_TASK DIRECTIONS_: Every line of the listing below should be written out exactly.

┌─ RECORDS PROVIDED

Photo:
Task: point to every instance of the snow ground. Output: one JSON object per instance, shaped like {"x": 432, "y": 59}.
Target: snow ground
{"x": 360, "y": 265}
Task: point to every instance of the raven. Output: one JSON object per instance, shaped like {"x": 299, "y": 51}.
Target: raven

└─

_EXERCISE RESULT_:
Photo:
Task: point to every instance of the snow ground. Output: one JSON object per instance, shaped like {"x": 432, "y": 59}.
Target: snow ground
{"x": 360, "y": 265}
Task: point to every instance of the raven. Output: one JSON object per instance, shaped like {"x": 299, "y": 51}.
Target: raven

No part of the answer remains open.